#### Dataset excerpts

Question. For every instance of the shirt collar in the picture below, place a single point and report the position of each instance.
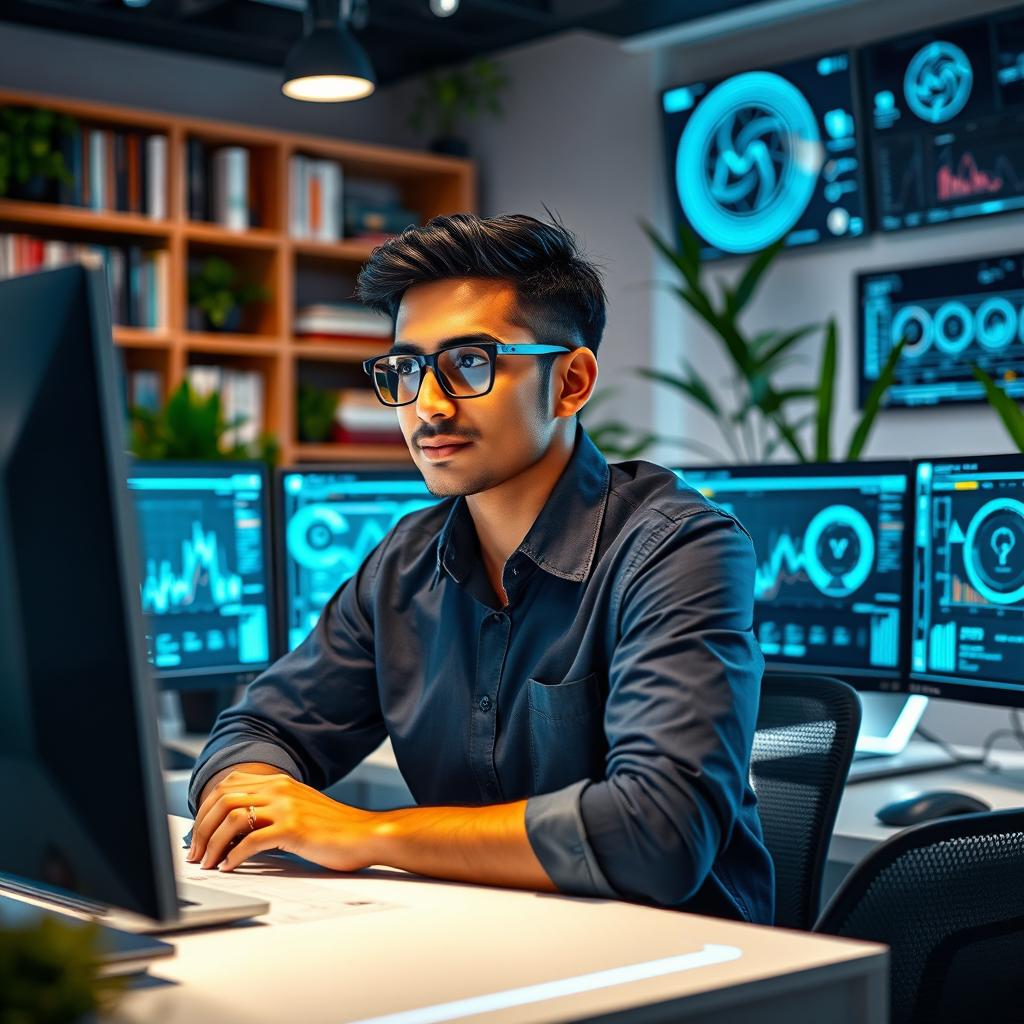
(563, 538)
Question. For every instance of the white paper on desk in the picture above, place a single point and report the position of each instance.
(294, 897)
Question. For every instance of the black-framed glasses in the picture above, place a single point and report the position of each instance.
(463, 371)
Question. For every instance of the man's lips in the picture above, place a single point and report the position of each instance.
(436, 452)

########
#### Dataset excerpts

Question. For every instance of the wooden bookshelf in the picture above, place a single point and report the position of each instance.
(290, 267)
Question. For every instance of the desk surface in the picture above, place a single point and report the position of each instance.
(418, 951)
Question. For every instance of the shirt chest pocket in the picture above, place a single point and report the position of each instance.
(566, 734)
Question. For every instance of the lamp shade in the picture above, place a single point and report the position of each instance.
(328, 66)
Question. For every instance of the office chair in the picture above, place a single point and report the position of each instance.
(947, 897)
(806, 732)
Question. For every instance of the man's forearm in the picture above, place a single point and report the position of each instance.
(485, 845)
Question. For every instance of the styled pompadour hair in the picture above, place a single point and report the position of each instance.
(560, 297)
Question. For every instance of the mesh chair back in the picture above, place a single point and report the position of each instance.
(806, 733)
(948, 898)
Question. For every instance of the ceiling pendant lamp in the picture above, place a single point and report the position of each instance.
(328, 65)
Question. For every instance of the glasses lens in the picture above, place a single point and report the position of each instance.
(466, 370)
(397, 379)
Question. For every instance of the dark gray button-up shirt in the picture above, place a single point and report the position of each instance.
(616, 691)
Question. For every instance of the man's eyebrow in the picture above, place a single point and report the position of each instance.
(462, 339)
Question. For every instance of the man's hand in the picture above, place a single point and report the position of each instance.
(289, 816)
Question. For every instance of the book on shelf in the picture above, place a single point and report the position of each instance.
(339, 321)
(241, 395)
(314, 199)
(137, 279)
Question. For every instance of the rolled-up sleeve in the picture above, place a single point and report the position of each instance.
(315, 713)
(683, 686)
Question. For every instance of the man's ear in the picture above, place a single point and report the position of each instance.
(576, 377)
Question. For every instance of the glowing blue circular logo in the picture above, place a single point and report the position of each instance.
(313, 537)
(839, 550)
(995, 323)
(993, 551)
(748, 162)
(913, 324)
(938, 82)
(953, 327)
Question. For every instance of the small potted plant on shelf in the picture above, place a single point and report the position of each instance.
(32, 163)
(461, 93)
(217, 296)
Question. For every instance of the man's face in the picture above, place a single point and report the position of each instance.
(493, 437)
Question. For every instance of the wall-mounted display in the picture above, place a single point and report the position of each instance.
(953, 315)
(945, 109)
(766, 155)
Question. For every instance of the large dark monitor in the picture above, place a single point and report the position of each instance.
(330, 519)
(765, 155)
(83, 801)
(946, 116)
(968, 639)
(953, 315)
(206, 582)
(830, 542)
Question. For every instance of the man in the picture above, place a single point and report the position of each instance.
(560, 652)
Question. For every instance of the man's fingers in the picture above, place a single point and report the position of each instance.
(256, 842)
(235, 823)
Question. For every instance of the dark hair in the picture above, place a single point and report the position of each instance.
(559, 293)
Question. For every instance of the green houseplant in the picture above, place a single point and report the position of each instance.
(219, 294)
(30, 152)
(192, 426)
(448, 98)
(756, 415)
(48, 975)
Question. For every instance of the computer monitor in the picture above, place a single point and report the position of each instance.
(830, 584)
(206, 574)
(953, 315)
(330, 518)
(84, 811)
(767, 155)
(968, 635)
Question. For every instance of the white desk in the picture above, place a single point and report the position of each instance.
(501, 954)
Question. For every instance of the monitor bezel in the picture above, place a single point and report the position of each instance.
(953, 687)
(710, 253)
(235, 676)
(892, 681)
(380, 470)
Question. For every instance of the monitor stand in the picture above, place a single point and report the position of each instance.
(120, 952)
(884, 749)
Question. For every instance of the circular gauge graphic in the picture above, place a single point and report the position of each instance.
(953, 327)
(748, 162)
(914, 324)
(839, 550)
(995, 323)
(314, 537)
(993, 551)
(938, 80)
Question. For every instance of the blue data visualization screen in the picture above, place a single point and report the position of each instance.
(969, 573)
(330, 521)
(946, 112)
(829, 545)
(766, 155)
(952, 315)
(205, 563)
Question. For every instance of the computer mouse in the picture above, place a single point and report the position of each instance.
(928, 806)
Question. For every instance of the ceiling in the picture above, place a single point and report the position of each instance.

########

Problem statement
Starting at the line above that contains "Question. For every instance of the monitor bezel", repeat each line exactly up to and including the line that contains "Question. For every instance of the ceiling in", and stop there.

Output of the exercise
Question. For every instance of the monitor bezel in the picture above, place a single point and report the position of each instance.
(953, 687)
(710, 253)
(235, 676)
(892, 681)
(380, 470)
Question. For every instance of the monitor stand in the picture above, place a single point and report the position of each instance.
(120, 952)
(884, 749)
Question. For every instance of the circular gauge graphic in the picture above, place a single point and report the position of each instance.
(953, 327)
(748, 162)
(914, 324)
(839, 550)
(995, 323)
(314, 537)
(993, 551)
(938, 80)
Question. For every instance of the blue data visualization screen in the picture above, place a single point and report the position of each instance.
(969, 573)
(330, 521)
(946, 112)
(829, 545)
(766, 155)
(952, 315)
(205, 563)
Question. For every instance of the computer mouse in the picture above, place a single point and report the position of each instance.
(928, 806)
Question. For every instance of the ceiling in the picture above, place a single point and report the position of each instance.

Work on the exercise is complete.